# [YOUR INSTRUCTIONS]
Which lines in the material below contain the string "rough"? Pull each of them out in full.

# [SUPPLIED MATERIAL]
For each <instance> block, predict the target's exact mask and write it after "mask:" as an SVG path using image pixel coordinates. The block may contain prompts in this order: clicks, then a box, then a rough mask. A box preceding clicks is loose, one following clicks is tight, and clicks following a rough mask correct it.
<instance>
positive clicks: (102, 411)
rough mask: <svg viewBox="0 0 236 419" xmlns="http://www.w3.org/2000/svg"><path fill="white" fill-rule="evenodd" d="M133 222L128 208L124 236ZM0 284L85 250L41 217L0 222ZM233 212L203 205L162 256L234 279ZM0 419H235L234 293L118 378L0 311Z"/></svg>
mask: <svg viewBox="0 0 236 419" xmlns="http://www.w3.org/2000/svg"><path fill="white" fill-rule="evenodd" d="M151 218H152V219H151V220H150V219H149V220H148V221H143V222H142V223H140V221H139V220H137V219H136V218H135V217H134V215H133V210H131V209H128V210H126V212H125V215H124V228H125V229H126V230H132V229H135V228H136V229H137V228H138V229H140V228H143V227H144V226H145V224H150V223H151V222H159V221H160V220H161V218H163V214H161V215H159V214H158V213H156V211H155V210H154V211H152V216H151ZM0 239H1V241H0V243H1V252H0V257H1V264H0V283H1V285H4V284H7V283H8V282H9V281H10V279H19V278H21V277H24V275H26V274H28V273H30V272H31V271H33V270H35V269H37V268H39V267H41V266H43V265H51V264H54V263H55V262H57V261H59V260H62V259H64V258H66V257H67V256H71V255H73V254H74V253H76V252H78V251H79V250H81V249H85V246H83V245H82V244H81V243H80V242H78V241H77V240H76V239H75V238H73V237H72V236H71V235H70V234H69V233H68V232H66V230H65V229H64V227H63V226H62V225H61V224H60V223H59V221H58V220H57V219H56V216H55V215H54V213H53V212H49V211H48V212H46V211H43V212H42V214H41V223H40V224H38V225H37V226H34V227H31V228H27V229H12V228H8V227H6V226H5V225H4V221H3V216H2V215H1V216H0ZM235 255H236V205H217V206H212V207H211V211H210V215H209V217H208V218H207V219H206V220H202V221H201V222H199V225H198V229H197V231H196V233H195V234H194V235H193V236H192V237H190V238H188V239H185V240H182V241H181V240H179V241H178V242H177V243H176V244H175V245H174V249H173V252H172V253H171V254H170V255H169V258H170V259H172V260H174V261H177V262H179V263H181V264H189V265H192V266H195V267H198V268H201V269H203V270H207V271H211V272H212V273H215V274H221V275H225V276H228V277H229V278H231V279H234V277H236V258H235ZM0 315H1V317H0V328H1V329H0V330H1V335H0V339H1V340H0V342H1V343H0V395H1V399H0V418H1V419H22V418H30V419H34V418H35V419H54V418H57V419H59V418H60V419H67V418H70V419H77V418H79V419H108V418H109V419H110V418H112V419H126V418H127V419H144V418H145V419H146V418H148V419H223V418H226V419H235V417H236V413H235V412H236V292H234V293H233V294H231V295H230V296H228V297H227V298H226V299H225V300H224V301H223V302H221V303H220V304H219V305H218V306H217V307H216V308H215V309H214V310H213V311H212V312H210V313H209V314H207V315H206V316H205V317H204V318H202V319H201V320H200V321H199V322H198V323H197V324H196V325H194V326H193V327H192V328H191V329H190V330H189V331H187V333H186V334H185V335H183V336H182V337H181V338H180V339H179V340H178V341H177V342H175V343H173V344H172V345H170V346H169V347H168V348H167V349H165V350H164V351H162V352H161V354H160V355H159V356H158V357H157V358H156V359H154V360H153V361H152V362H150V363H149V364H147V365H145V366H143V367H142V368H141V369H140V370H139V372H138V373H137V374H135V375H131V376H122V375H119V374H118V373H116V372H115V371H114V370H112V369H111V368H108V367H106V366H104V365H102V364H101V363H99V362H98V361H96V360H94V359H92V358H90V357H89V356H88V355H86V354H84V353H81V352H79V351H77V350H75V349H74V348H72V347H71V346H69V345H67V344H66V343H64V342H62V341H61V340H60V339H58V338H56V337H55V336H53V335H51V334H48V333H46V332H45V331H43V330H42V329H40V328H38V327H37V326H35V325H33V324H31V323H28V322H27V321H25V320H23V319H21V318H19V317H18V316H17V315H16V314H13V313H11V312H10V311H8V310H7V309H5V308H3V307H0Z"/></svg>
---
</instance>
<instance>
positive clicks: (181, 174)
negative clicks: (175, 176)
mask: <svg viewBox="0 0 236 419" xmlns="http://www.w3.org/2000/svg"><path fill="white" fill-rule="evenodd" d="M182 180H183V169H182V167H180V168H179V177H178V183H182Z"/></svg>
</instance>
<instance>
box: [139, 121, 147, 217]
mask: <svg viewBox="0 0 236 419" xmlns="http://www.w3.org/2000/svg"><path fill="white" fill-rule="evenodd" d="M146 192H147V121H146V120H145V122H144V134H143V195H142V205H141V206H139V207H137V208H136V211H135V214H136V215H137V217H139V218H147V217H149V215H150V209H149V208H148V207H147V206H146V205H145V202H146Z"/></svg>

# [COMPLETED TASK]
For each <instance> block, predict the target's exact mask and write it after "mask:" as an SVG path using image pixel coordinates. The block may contain prompts in this order: clicks, then a box, then a rough mask. A box preceding clicks is loose, one following clicks is tight, and clicks following a rough mask correct it.
rough mask: <svg viewBox="0 0 236 419" xmlns="http://www.w3.org/2000/svg"><path fill="white" fill-rule="evenodd" d="M133 222L128 208L124 236ZM0 284L85 250L41 217L0 222ZM233 212L203 205L162 256L234 279ZM0 419H235L234 293L118 378L0 311Z"/></svg>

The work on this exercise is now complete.